Records to use →
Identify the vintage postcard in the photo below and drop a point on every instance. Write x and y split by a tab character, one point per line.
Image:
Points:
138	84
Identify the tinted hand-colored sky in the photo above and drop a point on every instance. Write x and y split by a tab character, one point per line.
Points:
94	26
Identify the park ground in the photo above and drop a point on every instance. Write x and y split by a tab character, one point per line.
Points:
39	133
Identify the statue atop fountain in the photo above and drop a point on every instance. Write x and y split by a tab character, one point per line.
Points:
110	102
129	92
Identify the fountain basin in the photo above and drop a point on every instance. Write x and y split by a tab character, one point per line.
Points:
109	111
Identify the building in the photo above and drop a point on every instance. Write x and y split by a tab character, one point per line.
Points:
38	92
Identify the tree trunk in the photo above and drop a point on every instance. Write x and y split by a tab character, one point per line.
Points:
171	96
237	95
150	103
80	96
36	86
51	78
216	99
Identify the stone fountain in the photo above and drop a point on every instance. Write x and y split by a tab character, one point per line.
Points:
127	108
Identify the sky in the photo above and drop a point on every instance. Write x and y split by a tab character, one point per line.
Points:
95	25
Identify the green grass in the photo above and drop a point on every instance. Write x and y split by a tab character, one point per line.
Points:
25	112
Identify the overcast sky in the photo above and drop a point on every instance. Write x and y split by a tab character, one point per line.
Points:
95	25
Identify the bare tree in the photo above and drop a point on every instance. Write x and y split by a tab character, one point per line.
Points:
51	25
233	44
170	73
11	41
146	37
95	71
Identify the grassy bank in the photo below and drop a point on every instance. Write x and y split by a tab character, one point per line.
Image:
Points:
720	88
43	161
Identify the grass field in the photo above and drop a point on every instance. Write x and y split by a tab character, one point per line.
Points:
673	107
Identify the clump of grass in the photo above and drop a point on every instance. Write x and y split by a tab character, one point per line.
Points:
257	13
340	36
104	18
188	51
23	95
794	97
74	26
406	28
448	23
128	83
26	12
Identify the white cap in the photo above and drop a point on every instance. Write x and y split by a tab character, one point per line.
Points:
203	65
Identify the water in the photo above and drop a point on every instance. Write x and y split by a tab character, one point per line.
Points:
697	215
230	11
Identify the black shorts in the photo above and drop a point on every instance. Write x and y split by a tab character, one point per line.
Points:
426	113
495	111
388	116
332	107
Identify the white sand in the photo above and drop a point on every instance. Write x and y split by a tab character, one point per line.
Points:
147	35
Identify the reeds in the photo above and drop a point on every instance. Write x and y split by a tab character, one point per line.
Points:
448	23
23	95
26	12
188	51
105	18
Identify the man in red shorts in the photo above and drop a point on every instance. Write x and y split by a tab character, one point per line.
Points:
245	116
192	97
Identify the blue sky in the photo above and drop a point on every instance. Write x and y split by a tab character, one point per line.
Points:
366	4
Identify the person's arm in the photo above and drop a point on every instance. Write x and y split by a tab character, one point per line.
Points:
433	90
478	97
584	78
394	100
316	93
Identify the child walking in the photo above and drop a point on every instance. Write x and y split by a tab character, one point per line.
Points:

What to produce →
After locating the line that holds "Identify the black", print it and each line after it through the end of the data, exactly as it stands.

Task solution →
Identify the black shorts in the photo above and drop a point on every instance. Write x and y split by a tab character, one point per line.
Points:
426	113
495	111
388	116
332	107
Identify the white sand in the photo above and drop a point on every instance. Write x and y split by a tab character, one point per line.
Points:
147	35
Identify the reeds in the photo above and drop a point on every instance. Write x and y split by a tab character, one point per line.
Points:
448	23
23	95
26	12
188	51
105	18
Identify the man in red shorts in the photo above and drop a point on every instance. Write x and y split by a tab character, one point per line.
Points:
245	116
192	97
Identify the blue sky in the photo above and drop a point on every instance. Write x and y split by a tab character, one point per line.
Points:
366	4
Identify the person's arm in the photo above and drop a point on every instance. Write x and y split by a tab character, one point per line.
Points:
433	90
478	97
584	78
394	100
316	93
Identify the child walking in the photo above and drop a point on every instance. Write x and y split by a tab character, one point per line.
Points:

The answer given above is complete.